## Begin Input records

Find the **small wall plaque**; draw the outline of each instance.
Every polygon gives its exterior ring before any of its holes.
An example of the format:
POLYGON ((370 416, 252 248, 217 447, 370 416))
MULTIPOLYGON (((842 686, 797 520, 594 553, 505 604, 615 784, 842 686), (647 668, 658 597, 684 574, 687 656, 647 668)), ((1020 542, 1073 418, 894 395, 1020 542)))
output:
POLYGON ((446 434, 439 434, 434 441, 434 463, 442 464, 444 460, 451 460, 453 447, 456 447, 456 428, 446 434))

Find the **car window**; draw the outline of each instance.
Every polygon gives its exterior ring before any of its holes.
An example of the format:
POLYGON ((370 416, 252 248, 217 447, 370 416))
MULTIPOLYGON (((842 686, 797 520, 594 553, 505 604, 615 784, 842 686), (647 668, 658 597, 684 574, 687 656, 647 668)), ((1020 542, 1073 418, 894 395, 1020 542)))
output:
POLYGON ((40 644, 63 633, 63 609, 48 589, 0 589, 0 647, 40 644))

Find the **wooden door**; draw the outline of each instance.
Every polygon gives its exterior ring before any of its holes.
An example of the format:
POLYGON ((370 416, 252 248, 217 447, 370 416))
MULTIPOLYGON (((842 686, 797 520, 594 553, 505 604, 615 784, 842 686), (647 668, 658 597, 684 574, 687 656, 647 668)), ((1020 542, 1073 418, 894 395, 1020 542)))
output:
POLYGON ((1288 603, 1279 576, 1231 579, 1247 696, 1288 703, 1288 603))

## End Input records

- [Exercise directions]: Find each line in the entries above that contains the word "instance", and copy those lines.

- [Exercise response]:
Find the **small wall plaque**; draw the outline of each instance.
Find the **car window**; draw the outline of each instance.
Find the **wooden door**; draw the outline of each instance.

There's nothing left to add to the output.